- _SOURCE DOCUMENT_:
•••••

TAMPA, Fla. (WFLA) – Data from the Florida Department of Law Enforcement shows that 2021 is on track to be a record-breaking year for the number of Silver Alerts across the state, as the number of alerts so far are already more than half of the total from 2020.
Silver Alert program results over time
Since its start in October 2008, there have been 2,621 alerts issued across the state through Florida’s Silver Alert program, as of the data available through May 2021.
|Total||162||175||162||203||232||245||283||257||274||250||129 as of May|
Over time, the number of Silver Alerts per year has generally increased, despite a few small drops in some years.
The data currently available from the Florida Department of Law Enforcement goes back to 2011 for month-by-month numbers. It shows a steady increase in the number of alerts over the past 10 years, with noted spikes from 2013 to 2014, from 2016 to 2017, and again in 2020.
The months with the most alerts are usually January, May and December, according to the data.
As of May, the state has already issued 129 Silver Alerts in 2021, more than half of the total for last year, just five months in.

•••••

- _GIVEN DATA_:
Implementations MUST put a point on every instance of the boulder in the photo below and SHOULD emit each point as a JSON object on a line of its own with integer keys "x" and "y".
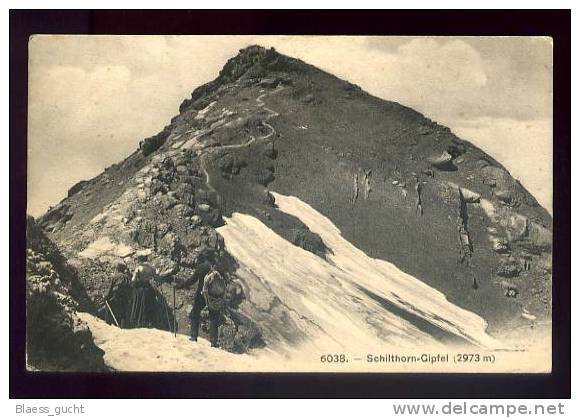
{"x": 181, "y": 211}
{"x": 508, "y": 268}
{"x": 76, "y": 188}
{"x": 309, "y": 241}
{"x": 443, "y": 162}
{"x": 500, "y": 245}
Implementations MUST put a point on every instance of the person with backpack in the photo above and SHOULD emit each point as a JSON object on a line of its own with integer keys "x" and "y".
{"x": 210, "y": 292}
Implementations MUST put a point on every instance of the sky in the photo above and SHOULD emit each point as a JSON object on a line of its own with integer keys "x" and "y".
{"x": 93, "y": 98}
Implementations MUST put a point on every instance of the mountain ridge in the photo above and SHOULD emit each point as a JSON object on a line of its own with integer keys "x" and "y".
{"x": 271, "y": 123}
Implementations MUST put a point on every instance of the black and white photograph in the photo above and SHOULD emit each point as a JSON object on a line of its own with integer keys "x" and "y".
{"x": 289, "y": 203}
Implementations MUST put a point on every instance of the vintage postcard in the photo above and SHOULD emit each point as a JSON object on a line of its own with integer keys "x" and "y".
{"x": 289, "y": 204}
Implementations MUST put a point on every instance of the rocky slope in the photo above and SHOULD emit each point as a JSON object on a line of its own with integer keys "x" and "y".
{"x": 397, "y": 185}
{"x": 57, "y": 339}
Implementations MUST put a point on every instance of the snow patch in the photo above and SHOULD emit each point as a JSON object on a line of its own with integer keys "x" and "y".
{"x": 351, "y": 301}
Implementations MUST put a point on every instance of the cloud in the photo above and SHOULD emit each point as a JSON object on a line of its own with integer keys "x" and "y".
{"x": 92, "y": 98}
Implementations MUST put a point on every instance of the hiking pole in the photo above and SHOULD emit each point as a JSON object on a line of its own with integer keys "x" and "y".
{"x": 174, "y": 317}
{"x": 110, "y": 310}
{"x": 164, "y": 302}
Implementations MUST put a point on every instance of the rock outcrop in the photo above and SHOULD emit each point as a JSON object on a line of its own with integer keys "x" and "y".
{"x": 56, "y": 338}
{"x": 271, "y": 123}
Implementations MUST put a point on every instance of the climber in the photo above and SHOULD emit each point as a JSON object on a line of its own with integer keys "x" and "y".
{"x": 147, "y": 307}
{"x": 210, "y": 292}
{"x": 355, "y": 188}
{"x": 116, "y": 300}
{"x": 418, "y": 204}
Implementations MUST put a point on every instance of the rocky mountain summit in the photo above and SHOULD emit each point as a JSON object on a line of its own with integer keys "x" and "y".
{"x": 397, "y": 185}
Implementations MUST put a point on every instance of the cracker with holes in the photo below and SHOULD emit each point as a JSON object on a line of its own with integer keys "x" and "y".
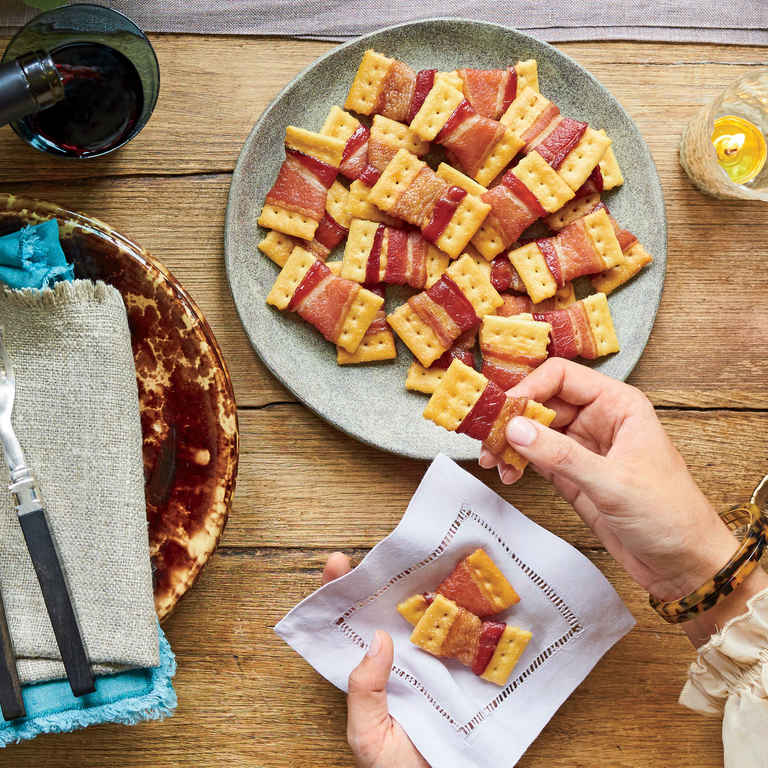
{"x": 410, "y": 190}
{"x": 480, "y": 146}
{"x": 376, "y": 253}
{"x": 332, "y": 229}
{"x": 588, "y": 246}
{"x": 446, "y": 630}
{"x": 468, "y": 403}
{"x": 340, "y": 309}
{"x": 431, "y": 321}
{"x": 296, "y": 203}
{"x": 512, "y": 347}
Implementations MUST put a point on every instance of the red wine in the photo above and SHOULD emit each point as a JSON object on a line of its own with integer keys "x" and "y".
{"x": 102, "y": 103}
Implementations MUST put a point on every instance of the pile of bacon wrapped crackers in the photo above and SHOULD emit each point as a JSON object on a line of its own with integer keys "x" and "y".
{"x": 455, "y": 234}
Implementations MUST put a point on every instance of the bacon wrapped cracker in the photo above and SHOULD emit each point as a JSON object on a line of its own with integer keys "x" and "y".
{"x": 296, "y": 203}
{"x": 332, "y": 229}
{"x": 467, "y": 402}
{"x": 431, "y": 321}
{"x": 447, "y": 215}
{"x": 444, "y": 629}
{"x": 583, "y": 329}
{"x": 491, "y": 91}
{"x": 421, "y": 379}
{"x": 569, "y": 146}
{"x": 376, "y": 253}
{"x": 340, "y": 309}
{"x": 512, "y": 347}
{"x": 586, "y": 247}
{"x": 480, "y": 146}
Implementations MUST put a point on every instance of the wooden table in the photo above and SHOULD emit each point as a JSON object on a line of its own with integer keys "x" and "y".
{"x": 305, "y": 490}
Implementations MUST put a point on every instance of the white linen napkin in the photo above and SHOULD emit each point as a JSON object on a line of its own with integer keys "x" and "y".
{"x": 452, "y": 716}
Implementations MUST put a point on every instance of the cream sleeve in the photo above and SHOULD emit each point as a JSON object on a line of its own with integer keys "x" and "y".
{"x": 729, "y": 679}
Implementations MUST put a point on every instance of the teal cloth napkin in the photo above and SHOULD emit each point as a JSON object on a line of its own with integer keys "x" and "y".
{"x": 33, "y": 258}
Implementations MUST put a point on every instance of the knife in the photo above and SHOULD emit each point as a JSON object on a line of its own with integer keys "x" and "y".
{"x": 37, "y": 534}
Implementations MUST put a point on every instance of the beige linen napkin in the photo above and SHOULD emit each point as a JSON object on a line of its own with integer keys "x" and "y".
{"x": 77, "y": 418}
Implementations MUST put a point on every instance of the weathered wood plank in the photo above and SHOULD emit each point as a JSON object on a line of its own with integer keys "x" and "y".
{"x": 247, "y": 699}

•••••

- _WHAT TO DO_:
1. Summarize the article on Florida's Silver Alerts in two sentences.
2. Extend the article on Florida's Silver Alerts beyond its final sentence.
The records have nothing to do with the article on Florida's Silver Alerts.

- _TASK-BY-TASK ANSWERS_:
1. Florida Department of Law Enforcement data show that the number of Silver Alerts per year has generally increased since the program began in October 2008, with 2,621 alerts issued statewide through May 2021. With 129 alerts issued in the first five months of 2021, already more than half of last year's total, the year is on track to set a record.

2.
While the exact increase per year isn’t entirely consistent, the overall trend shows that as Florida’s elderly population increases and more Americans move to Florida for retirement, the state’s law enforcement agencies are responding to the needs of their communities and issuing more Silver Alerts each year.
Florida’s elderly population
The increase in Florida’s elderly population, and the subsequent increase in the number of residents with Alzheimer’s disease or dementia, has increased alongside the growing number of Silver Alerts.
According to the U.S. Census Bureau, 20.9% of Florida’s population was 65 or older, as of 2019. More finalized, current data from the 2020 Census is not yet available on the data site from the Bureau, but estimates from the 2019 survey shows that nearly 4.5 million Floridians were 65 or older.
Additionally, 580,000 Floridians have Alzheimer’s disease according to data from the Alzheimer’s Association, adding to the need for the Silver Alert Program.
How Silver Alerts work
While each law enforcement agency has their own criteria for a local Silver Alert, FDLE guidelines do set some basics for what qualifies for a Silver Alert in Florida.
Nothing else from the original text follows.